### GIVEN INSTRUCTION
Render every line of the records below as a numbered list, skipping blank lines. Omit the pictures from the output.

### INFORMATION GIVEN
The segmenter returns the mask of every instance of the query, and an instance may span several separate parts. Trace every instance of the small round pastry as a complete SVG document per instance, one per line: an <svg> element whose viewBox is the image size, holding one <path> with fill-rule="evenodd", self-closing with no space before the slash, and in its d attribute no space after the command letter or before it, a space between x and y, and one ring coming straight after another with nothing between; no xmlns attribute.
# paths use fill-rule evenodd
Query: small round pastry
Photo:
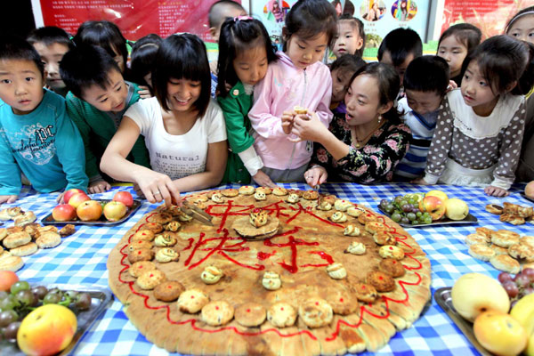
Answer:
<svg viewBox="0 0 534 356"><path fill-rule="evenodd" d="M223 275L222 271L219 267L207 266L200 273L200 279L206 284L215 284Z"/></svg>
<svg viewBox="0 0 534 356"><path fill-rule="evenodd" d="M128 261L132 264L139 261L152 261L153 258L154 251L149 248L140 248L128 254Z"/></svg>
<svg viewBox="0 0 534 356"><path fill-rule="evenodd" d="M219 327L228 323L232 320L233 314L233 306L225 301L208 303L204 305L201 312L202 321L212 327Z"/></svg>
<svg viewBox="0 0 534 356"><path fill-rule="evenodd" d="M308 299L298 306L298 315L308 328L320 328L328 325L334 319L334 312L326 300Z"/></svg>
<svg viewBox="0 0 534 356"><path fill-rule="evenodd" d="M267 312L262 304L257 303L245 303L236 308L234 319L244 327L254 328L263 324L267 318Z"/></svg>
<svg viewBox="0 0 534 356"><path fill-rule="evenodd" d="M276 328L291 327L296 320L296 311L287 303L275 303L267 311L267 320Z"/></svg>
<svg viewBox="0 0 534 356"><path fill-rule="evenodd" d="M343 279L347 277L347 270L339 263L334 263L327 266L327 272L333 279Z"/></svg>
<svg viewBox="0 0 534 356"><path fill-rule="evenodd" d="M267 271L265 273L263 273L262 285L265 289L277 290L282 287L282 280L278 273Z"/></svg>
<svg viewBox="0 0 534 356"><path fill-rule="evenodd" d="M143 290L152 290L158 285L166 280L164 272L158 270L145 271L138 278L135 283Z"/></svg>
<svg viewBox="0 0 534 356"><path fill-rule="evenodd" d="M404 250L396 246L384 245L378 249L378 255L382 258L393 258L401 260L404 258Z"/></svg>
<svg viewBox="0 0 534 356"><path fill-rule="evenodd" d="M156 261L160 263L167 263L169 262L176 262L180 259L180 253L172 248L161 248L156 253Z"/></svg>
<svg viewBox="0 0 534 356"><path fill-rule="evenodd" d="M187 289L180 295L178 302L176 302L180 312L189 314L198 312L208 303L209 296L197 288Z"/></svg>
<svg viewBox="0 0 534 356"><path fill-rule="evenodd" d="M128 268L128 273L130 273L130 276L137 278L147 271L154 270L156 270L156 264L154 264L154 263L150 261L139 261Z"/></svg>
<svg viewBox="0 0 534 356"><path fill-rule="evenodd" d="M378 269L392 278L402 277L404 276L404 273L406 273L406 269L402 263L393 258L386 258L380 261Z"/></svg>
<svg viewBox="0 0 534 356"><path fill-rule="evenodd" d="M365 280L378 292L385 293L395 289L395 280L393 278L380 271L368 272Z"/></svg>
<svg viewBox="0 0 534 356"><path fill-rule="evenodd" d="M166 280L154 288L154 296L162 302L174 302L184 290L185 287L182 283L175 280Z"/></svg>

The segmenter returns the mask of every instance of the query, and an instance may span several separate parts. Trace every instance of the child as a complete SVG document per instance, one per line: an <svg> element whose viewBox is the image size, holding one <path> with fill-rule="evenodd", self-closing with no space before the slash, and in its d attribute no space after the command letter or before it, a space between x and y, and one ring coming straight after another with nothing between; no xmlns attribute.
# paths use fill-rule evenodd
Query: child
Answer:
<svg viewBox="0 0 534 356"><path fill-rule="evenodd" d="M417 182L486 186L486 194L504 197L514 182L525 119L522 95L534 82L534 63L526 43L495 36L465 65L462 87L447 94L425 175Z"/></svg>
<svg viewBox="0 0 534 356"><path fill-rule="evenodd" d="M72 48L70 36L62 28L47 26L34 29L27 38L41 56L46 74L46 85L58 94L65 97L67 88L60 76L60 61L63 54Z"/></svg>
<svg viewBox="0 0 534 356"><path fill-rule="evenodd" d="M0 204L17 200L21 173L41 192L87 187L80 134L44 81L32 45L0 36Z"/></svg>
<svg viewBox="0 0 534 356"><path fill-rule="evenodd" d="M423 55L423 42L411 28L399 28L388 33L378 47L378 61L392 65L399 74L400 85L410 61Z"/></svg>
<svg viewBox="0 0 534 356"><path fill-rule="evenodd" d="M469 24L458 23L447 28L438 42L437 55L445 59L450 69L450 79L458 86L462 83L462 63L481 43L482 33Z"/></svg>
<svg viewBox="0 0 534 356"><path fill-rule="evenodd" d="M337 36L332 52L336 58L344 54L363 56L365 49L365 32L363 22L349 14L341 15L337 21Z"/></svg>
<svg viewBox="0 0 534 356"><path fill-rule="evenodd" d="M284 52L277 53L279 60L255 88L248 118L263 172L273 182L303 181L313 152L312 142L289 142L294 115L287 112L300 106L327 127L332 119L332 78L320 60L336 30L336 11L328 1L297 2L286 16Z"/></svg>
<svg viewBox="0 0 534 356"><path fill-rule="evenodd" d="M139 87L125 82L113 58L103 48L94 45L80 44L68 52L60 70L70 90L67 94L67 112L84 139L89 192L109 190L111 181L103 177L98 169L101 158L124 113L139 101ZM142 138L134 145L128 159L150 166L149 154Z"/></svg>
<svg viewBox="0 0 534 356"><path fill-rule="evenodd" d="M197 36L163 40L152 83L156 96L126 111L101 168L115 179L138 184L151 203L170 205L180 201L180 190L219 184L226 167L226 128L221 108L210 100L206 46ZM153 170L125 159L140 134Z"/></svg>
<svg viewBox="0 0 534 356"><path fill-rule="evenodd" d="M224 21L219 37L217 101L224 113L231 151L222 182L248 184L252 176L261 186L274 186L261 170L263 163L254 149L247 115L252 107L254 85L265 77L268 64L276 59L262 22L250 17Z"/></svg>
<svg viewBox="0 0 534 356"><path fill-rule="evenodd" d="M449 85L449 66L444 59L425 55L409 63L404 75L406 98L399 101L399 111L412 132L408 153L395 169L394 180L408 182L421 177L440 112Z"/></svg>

### EXPECTED OUTPUT
1. The segmenter returns the mask of every instance of the query, and an instance may span several separate parts. Trace every instance of the small round pastry as a complete SVG document per instance, one per line: an <svg> element whose viewBox is the image size, holding one <path> with fill-rule="evenodd", self-closing with no space before the slash, and in its d attribute no space after the command letter or before it, a space between x and y, and one ring coming straight after another with nothing between; no xmlns attribute.
2. # paths use fill-rule evenodd
3. Query: small round pastry
4. Photo:
5. Answer:
6. <svg viewBox="0 0 534 356"><path fill-rule="evenodd" d="M223 275L222 271L219 267L207 266L200 273L200 279L206 284L215 284Z"/></svg>
7. <svg viewBox="0 0 534 356"><path fill-rule="evenodd" d="M128 261L132 264L139 261L152 261L153 258L154 251L149 248L140 248L128 254Z"/></svg>
8. <svg viewBox="0 0 534 356"><path fill-rule="evenodd" d="M219 327L228 323L232 320L233 314L233 306L225 301L208 303L204 305L201 312L202 321L212 327Z"/></svg>
9. <svg viewBox="0 0 534 356"><path fill-rule="evenodd" d="M308 299L298 306L298 315L308 328L320 328L328 325L334 319L334 312L326 300Z"/></svg>
10. <svg viewBox="0 0 534 356"><path fill-rule="evenodd" d="M267 312L262 304L257 303L245 303L236 308L234 319L244 327L254 328L263 324L267 318Z"/></svg>
11. <svg viewBox="0 0 534 356"><path fill-rule="evenodd" d="M276 328L291 327L296 320L296 311L287 303L275 303L267 311L267 320Z"/></svg>
12. <svg viewBox="0 0 534 356"><path fill-rule="evenodd" d="M343 279L347 277L347 270L339 263L334 263L327 266L327 272L333 279Z"/></svg>
13. <svg viewBox="0 0 534 356"><path fill-rule="evenodd" d="M267 271L265 273L263 273L262 285L265 289L277 290L282 287L282 280L278 273Z"/></svg>
14. <svg viewBox="0 0 534 356"><path fill-rule="evenodd" d="M143 290L152 290L158 285L166 280L164 272L158 270L145 271L138 278L135 283Z"/></svg>
15. <svg viewBox="0 0 534 356"><path fill-rule="evenodd" d="M404 250L396 246L384 245L378 249L378 255L382 258L393 258L401 260L404 258Z"/></svg>
16. <svg viewBox="0 0 534 356"><path fill-rule="evenodd" d="M156 261L160 263L167 263L169 262L176 262L180 259L180 253L172 248L161 248L156 253Z"/></svg>
17. <svg viewBox="0 0 534 356"><path fill-rule="evenodd" d="M187 289L180 295L178 302L176 302L180 312L189 314L198 312L208 303L209 296L197 288Z"/></svg>
18. <svg viewBox="0 0 534 356"><path fill-rule="evenodd" d="M128 268L128 273L130 273L130 276L137 278L147 271L154 270L156 270L156 264L154 264L154 263L150 261L139 261Z"/></svg>
19. <svg viewBox="0 0 534 356"><path fill-rule="evenodd" d="M378 269L392 278L402 277L404 276L404 273L406 273L406 269L402 263L393 258L386 258L380 261Z"/></svg>
20. <svg viewBox="0 0 534 356"><path fill-rule="evenodd" d="M365 280L378 292L385 293L395 289L395 280L393 278L380 271L368 272Z"/></svg>
21. <svg viewBox="0 0 534 356"><path fill-rule="evenodd" d="M166 280L154 288L154 296L162 302L174 302L184 290L185 287L182 283L175 280Z"/></svg>
22. The segmenter returns the mask of every instance of the query, and an instance may span several separate parts. Trace every instance of the child as a complete SVG document per instance, one per line: an <svg> element whose viewBox is the image size, holding one <path> with fill-rule="evenodd", self-closing with no space before the slash, and in its d attribute no space after the command letter or before it, a space between x and y, and one ring coming straight after another with nothing between; no xmlns attribute.
23. # paths use fill-rule evenodd
24. Query: child
25. Answer:
26. <svg viewBox="0 0 534 356"><path fill-rule="evenodd" d="M417 182L486 186L486 194L504 197L514 182L525 119L522 95L534 82L534 63L526 43L495 36L465 65L462 87L447 94L425 175Z"/></svg>
27. <svg viewBox="0 0 534 356"><path fill-rule="evenodd" d="M72 48L70 36L62 28L47 26L34 29L27 38L41 56L46 74L46 85L58 94L65 97L67 88L60 76L60 61L63 54Z"/></svg>
28. <svg viewBox="0 0 534 356"><path fill-rule="evenodd" d="M0 204L17 200L21 173L41 192L87 187L80 134L44 81L32 45L0 36Z"/></svg>
29. <svg viewBox="0 0 534 356"><path fill-rule="evenodd" d="M423 55L423 42L411 28L399 28L388 33L378 47L378 61L392 65L399 74L400 85L410 61Z"/></svg>
30. <svg viewBox="0 0 534 356"><path fill-rule="evenodd" d="M469 24L458 23L447 28L438 42L437 55L445 59L450 69L450 79L458 86L462 83L462 63L481 43L482 33Z"/></svg>
31. <svg viewBox="0 0 534 356"><path fill-rule="evenodd" d="M337 36L332 52L336 58L344 54L363 56L365 49L365 32L363 22L349 14L341 15L337 21Z"/></svg>
32. <svg viewBox="0 0 534 356"><path fill-rule="evenodd" d="M284 52L277 53L279 60L255 88L248 118L263 172L273 182L303 181L313 152L312 142L289 142L294 115L287 112L300 106L327 127L332 119L332 78L320 60L336 30L336 11L328 1L297 2L286 16Z"/></svg>
33. <svg viewBox="0 0 534 356"><path fill-rule="evenodd" d="M139 87L125 82L113 58L103 48L94 45L80 44L68 52L60 70L70 90L67 94L67 112L84 139L89 192L109 190L111 181L103 177L98 169L101 158L124 113L139 101ZM142 138L134 145L128 159L150 166L149 154Z"/></svg>
34. <svg viewBox="0 0 534 356"><path fill-rule="evenodd" d="M197 36L163 40L152 83L156 96L126 111L101 168L115 179L138 184L151 203L170 205L180 201L180 190L219 184L226 167L226 128L221 108L210 100L206 46ZM153 170L125 159L140 134Z"/></svg>
35. <svg viewBox="0 0 534 356"><path fill-rule="evenodd" d="M224 21L219 37L217 101L224 113L231 151L222 182L248 184L252 176L261 186L274 186L261 170L263 163L254 149L247 115L252 107L254 85L265 77L268 64L276 59L262 22L250 17Z"/></svg>
36. <svg viewBox="0 0 534 356"><path fill-rule="evenodd" d="M449 85L449 66L444 59L425 55L409 63L404 75L406 98L399 101L399 111L412 132L408 153L395 169L394 180L408 182L421 177L440 112Z"/></svg>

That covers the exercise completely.